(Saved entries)
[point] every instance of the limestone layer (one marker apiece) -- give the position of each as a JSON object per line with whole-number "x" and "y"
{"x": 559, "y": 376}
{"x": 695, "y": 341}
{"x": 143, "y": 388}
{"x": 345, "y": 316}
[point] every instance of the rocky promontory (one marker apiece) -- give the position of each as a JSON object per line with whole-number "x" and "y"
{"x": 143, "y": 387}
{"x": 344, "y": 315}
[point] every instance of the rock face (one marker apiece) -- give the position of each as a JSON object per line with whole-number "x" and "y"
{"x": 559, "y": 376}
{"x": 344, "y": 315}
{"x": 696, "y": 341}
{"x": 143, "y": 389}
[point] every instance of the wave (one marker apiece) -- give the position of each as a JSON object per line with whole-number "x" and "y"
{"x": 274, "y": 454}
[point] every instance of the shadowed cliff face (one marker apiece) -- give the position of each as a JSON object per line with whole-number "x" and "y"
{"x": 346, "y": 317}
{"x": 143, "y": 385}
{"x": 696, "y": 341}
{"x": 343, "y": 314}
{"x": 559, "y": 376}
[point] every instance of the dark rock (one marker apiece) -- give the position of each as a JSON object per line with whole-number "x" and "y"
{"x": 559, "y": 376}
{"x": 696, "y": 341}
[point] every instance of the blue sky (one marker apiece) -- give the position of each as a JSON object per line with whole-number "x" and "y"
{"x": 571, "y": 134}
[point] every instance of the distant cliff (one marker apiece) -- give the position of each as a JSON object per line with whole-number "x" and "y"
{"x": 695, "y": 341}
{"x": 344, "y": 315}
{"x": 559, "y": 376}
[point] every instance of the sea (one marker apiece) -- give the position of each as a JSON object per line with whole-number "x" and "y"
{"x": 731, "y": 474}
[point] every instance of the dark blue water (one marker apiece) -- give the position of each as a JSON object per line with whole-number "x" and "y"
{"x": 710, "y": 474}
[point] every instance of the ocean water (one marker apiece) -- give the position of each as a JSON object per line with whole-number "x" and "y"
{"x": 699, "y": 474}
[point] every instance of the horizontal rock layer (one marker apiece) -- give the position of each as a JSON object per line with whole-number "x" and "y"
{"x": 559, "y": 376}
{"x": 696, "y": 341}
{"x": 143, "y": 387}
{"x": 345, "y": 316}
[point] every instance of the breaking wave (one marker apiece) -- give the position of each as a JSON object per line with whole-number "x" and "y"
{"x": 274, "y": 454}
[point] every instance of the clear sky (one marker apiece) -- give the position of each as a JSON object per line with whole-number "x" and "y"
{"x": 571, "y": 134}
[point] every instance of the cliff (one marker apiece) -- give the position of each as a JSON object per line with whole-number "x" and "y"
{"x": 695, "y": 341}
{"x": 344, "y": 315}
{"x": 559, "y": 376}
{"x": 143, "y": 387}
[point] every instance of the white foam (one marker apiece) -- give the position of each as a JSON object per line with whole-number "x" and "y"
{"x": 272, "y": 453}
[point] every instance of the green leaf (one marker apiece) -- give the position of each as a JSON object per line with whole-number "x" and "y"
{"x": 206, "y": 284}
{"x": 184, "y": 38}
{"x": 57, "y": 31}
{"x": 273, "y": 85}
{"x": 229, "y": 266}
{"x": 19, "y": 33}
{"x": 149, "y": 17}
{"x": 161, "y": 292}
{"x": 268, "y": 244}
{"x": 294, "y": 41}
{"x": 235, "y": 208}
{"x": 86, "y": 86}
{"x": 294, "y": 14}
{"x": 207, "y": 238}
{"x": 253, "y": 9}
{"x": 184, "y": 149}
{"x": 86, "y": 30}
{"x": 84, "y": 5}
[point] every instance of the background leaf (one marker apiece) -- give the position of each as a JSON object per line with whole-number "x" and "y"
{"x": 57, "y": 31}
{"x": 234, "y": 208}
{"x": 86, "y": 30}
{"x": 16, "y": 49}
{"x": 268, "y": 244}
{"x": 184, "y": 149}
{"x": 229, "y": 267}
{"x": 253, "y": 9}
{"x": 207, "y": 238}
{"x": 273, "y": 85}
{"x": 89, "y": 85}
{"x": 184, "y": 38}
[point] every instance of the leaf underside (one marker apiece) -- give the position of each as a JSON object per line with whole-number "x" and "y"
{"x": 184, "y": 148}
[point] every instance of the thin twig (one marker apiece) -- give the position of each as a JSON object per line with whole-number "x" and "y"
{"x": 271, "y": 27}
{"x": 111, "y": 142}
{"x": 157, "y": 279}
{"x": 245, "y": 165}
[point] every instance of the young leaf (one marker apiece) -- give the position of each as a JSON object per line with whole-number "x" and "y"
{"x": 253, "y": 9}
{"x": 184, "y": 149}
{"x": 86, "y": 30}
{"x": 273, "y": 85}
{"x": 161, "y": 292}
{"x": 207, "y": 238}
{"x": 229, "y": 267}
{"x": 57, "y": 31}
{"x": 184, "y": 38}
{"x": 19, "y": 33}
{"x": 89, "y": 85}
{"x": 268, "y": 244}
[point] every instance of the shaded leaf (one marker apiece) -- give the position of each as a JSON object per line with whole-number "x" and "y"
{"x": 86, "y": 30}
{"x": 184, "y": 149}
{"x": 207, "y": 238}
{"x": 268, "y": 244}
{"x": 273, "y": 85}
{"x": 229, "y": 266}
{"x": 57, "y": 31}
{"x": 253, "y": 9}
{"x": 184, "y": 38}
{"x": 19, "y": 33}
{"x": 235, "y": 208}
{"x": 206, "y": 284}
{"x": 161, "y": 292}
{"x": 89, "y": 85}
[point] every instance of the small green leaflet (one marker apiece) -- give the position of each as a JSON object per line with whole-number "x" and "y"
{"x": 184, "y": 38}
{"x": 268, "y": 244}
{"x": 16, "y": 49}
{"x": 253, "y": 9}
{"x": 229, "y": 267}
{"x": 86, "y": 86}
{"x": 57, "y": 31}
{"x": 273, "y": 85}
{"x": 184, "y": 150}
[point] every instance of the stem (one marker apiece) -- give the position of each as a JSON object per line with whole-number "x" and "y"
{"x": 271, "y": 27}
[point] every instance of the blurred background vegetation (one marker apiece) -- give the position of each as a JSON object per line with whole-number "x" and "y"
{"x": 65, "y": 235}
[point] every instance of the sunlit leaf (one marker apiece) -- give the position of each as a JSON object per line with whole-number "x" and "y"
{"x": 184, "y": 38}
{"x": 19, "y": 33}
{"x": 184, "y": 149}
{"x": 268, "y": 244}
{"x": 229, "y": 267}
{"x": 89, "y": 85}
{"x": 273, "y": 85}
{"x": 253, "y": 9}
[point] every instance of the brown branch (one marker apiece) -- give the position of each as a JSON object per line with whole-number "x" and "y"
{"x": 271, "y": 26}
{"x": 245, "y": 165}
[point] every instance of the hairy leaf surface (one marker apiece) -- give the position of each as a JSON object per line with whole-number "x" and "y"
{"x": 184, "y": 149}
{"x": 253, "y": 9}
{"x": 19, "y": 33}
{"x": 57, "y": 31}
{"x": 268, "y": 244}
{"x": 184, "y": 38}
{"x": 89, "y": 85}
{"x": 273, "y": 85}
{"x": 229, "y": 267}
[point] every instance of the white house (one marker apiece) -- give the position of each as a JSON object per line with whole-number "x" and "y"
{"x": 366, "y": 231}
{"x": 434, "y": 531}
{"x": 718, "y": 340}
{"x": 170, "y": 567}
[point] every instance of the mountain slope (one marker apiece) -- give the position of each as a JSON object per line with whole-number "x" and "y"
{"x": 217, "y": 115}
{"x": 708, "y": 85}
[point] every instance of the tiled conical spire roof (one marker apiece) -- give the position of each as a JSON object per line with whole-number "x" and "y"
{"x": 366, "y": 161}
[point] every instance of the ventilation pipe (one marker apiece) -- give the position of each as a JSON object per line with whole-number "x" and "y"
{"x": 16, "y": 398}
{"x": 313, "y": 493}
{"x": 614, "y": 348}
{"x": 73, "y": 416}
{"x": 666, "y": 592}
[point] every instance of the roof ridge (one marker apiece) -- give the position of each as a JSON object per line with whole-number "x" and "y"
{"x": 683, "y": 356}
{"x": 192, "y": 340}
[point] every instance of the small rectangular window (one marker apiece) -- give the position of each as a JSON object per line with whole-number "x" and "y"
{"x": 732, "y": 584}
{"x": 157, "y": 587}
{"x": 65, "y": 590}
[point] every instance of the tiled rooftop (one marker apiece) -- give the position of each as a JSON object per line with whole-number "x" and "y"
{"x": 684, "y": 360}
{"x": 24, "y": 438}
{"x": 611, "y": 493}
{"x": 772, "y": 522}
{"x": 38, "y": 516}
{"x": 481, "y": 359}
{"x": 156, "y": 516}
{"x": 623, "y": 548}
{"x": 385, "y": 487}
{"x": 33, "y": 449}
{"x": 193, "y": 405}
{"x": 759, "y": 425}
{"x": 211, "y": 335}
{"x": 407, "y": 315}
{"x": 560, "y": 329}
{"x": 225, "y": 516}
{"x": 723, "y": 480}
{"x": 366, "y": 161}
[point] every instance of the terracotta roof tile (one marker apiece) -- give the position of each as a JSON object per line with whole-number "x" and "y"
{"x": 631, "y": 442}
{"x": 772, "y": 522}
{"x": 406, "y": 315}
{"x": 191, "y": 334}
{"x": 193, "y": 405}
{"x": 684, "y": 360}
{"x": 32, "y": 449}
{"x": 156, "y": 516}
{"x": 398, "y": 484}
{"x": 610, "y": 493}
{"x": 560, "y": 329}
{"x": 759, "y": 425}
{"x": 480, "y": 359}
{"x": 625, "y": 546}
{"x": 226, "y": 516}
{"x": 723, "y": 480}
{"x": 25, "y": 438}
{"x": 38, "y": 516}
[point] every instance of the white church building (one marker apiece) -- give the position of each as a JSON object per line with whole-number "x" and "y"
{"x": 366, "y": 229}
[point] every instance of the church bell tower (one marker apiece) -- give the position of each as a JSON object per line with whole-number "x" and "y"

** EXERCISE **
The answer should be an exact copy of the lines from the one containing "[point] every instance of the white church" through the last line of the entries, both included.

** RESPONSE TO THIS EXERCISE **
[point] every instance of the white church building (one marker apiece) -- give the position of each as a JSON object per line with whole-number "x" and "y"
{"x": 366, "y": 229}
[point] every instance of the church bell tower (one marker apiece) -- give the position of each as a JSON object per line with whole-number "x" and "y"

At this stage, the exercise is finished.